● **Document text**
On Being Alone
ON BEING ALONE
by Brian Donovan
One of the great fears of man, from the cradle to the grave, is to be left alone. This fear is found in the infant who will cry until he is picked up and held, the teenager who is committing suicide (at a rate of 6,000 per year), the middle aged person who longs to return to the 1950’s rather than face today, and the elderly who, all over this country, must face days or even weeks without seeing anyone.
According to the psychologists, the way to keep from being lonely is to make friends, yet their own studies show that the loneliest group in the world is made up of urban, high school senior girls. Do you know of anyone with more friends than a high school girl? I’m afraid that “making friends” has nothing to do with loneliness. In 1952, the Saturday Evening Post did a story on a woman they billed as, “The Loneliest Woman in America.” Dorothy Molter, a seventy-nine year old woman, lived alone in a million acre wilderness in northern Minnesota for fifty-six years. Her response to the story? “I haven’t been lonely a day in my life.” I guess the Saturday Evening Post didn’t know the difference between being alone and being lonely.
For the Christian, there is a blessing as well as a curse to be found in being alone. Any child of God ought to have such a relationship with his Father in heaven so as to get excited at the thought of time alone. I know that last sentence sounds crazy in today’s society of TV, radio, telephones, VCR’s, etc., but tell me, how else do you expect to get to know someone without spending some time alone with them? The problem may be that you don’t want to get to know the Lord Jesus Christ too well because you know that His thoughts are not your thoughts (Isa. 55:8). One of the strongest tools of Satan is to keep you on a tight, busy schedule so you won’t have any time to think. He knows that if you should ever sit down and actually think, you might look ahead to the Judgment Seat of Christ and DO something about it.

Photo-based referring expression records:
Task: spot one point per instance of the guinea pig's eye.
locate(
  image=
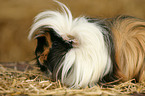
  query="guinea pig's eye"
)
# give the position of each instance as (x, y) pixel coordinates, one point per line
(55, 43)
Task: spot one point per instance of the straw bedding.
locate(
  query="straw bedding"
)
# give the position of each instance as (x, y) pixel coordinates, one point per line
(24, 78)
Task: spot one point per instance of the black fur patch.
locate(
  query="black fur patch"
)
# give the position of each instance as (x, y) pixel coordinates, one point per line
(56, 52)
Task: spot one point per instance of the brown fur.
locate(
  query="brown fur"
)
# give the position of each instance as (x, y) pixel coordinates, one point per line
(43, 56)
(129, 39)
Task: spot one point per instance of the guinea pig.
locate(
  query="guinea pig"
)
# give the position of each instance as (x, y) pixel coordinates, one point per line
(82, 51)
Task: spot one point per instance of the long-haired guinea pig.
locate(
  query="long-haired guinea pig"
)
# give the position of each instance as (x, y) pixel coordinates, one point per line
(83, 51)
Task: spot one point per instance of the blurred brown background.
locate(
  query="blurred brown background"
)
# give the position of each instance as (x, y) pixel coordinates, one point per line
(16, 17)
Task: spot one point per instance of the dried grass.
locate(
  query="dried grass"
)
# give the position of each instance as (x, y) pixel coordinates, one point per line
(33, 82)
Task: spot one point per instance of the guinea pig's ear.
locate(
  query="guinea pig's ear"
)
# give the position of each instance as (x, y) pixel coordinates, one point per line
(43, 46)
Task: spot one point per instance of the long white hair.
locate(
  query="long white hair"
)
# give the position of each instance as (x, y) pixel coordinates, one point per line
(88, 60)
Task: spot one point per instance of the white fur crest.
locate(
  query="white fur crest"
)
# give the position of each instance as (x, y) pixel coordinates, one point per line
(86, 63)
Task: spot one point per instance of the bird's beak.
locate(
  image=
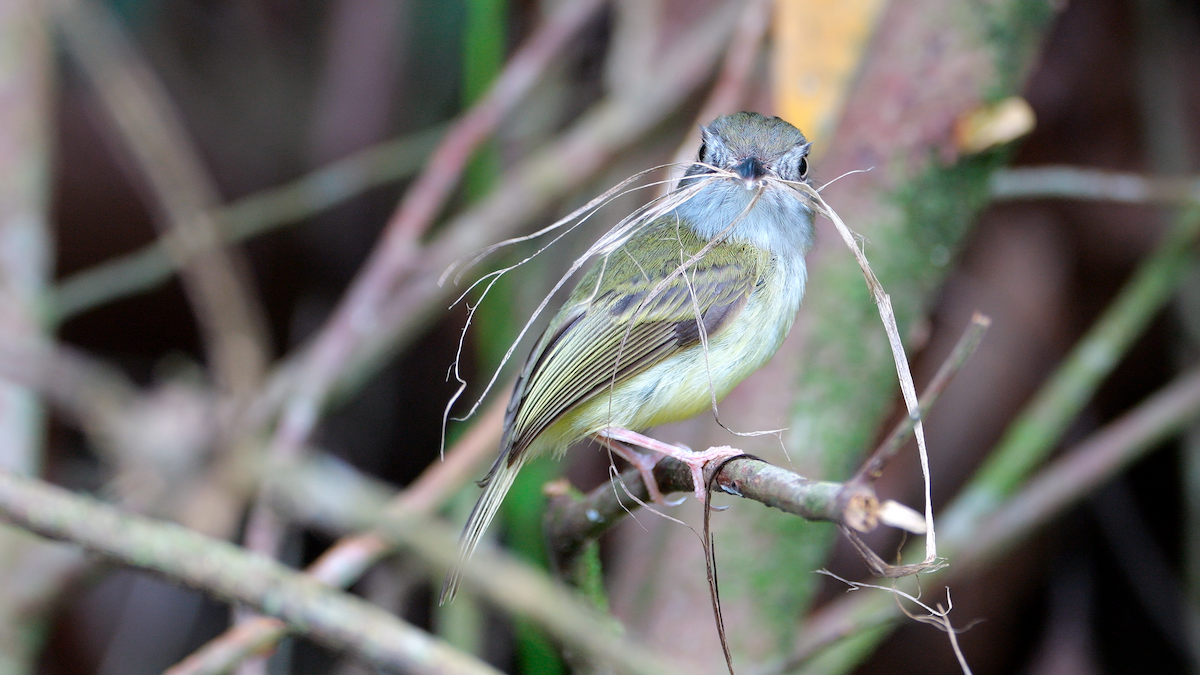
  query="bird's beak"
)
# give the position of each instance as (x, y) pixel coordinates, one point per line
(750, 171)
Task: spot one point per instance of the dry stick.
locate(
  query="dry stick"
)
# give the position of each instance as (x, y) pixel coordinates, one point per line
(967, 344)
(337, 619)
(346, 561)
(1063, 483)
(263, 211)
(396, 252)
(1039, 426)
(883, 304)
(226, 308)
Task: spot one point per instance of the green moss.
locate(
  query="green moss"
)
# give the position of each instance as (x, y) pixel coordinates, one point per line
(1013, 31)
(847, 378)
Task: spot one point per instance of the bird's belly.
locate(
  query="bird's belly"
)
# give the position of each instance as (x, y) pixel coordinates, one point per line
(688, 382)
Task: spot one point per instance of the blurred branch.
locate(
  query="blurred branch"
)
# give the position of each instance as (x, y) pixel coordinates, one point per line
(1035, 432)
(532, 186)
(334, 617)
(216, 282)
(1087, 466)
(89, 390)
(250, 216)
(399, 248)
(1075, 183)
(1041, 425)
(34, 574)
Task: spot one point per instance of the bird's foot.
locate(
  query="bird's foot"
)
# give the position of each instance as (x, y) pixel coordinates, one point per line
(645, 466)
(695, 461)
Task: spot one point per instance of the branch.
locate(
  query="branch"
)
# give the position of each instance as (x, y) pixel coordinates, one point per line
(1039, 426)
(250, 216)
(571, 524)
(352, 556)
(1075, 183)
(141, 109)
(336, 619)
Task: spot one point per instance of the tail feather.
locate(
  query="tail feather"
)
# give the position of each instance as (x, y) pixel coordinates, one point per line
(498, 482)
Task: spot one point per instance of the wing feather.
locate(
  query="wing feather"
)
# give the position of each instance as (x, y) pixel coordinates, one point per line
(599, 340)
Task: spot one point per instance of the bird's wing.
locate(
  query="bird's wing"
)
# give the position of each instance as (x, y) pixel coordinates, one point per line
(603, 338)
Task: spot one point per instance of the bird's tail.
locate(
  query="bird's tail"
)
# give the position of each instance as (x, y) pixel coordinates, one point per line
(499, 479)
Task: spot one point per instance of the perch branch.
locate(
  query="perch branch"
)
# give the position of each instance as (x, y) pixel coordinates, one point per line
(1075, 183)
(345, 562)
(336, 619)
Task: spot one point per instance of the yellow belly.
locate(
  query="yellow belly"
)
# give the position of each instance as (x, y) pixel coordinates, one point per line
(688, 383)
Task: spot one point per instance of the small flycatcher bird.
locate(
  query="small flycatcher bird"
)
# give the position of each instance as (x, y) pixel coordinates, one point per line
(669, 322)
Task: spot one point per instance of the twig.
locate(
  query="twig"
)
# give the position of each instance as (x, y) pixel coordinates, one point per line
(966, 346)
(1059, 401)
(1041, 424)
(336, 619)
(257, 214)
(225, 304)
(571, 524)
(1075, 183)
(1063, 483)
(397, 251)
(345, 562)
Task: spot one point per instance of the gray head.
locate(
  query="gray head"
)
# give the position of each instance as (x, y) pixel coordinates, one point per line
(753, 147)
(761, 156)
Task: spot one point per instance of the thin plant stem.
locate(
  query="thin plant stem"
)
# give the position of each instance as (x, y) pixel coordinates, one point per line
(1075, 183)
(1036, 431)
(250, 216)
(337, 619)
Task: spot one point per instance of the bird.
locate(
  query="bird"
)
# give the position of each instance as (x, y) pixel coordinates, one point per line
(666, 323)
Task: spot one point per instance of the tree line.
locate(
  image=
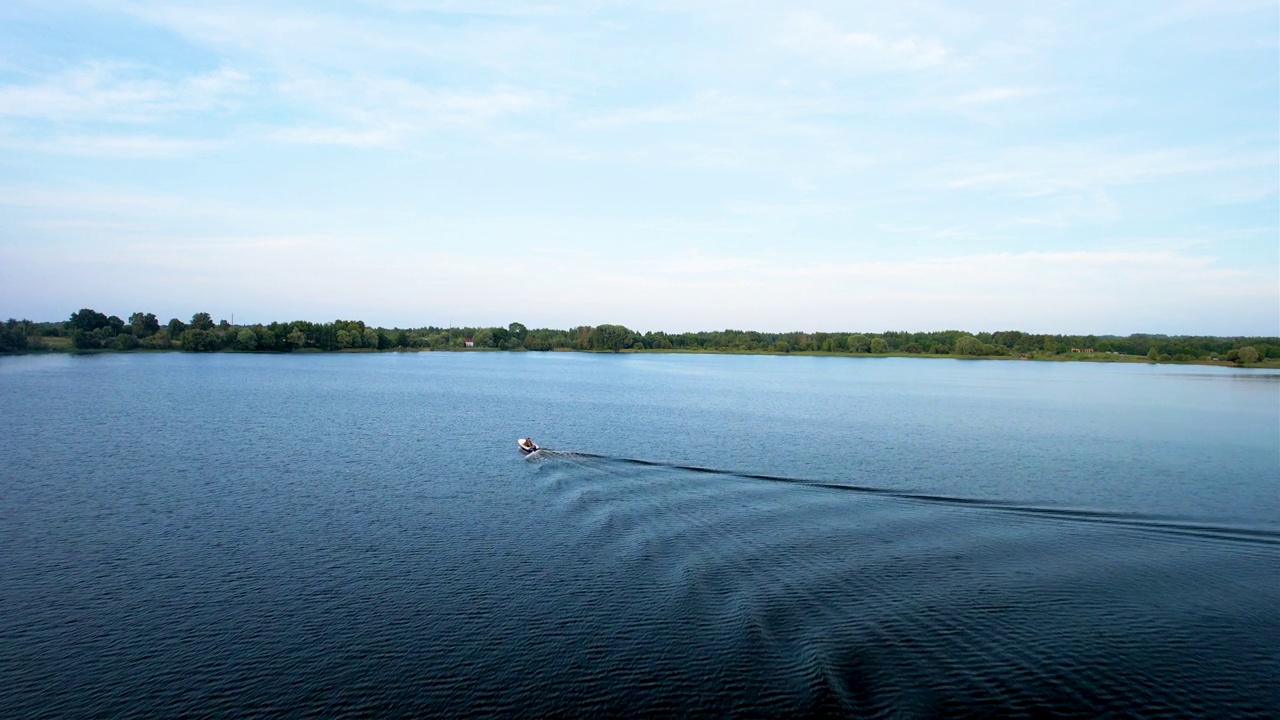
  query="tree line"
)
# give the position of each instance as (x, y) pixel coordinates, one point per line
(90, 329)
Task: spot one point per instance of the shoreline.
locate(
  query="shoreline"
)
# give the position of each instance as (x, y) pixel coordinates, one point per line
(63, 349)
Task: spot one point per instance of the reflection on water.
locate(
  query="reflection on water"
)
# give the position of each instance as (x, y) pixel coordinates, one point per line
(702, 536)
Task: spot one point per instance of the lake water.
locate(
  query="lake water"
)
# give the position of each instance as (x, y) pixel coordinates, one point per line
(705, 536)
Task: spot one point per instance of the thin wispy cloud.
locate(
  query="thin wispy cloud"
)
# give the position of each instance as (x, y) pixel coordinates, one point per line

● **Task requirements**
1/ According to the essay on being alone, how many years did Dorothy Molter live alone in the northern Minnesota wilderness?
2/ Continue the essay on being alone from the end of its final paragraph.

● **Answers**
1/ Fifty-six years.

2/
Depending on how you use the time alone, it can become either a curse or a blessing. Let’s look at the curse of being alone. In Psalm 10:4, the Bible says that “The wicked, through the pride of his countenance, will not seek after God: God is not in all his thoughts.” When the Lord is not the center of all your thoughts, time alone is a curse. When your thoughts are always centered on YOU and YOUR problems, it leads to every sin imaginable (selfishness, vengeance, hatred, strife, drunkenness, etc.). Since your heart is wicked (Jer. 17:9), and your thoughts are vain (Psa. 94:11), it is obvious that you cannot let your daydreaming go on unchecked, or it will only lead to sin. The sin doesn’t come from being alone, but from a man allowing too much freedom to a wicked heart that will draw you away in your own lusts, which bringeth forth sin (James 1:14-15). In Genesis 6-9, the reason for the flood was not because men were alone, but because they multiplied and got together (Gen. 6:1). The same was true at the tower of Babel. They got together and thought to reach heaven through pride, because they were afraid of being scattered (Gen. 11:4). What is wrong with being scattered? If you are afraid of being alone, it is because you haven’t learned the blessing of spending time with the great God and our Saviour, Jesus Christ.
It is going to take work on your part if you are to find a blessing in being alone. You aren’t going to be able to just sit back and “think beautiful thoughts,” especially when everything around you is falling apart. If you want a clean and pure thought life, it must start with the word of God. The context of the Lord’s promise of His words not returning void (Isa. 55:11), has to do with your thoughts (look at verses 7 and 8). If you will pour the word of God into your mind, you will begin to be able to think like He thinks and something will be accomplished that pleases Him (verse 11). The Lord has done His work by inspiring and preserving His words for you in black and white; now it is time for you to work at getting those words from the paper into your mind. Paul speaks of weapons, warfare, and taking captives (2 Cor. 10:4-5). That sounds like work to me. But it is a very rewarding work because you have a promise that instead of fear and depression, you can be full of joy and peace (Isa. 55:12).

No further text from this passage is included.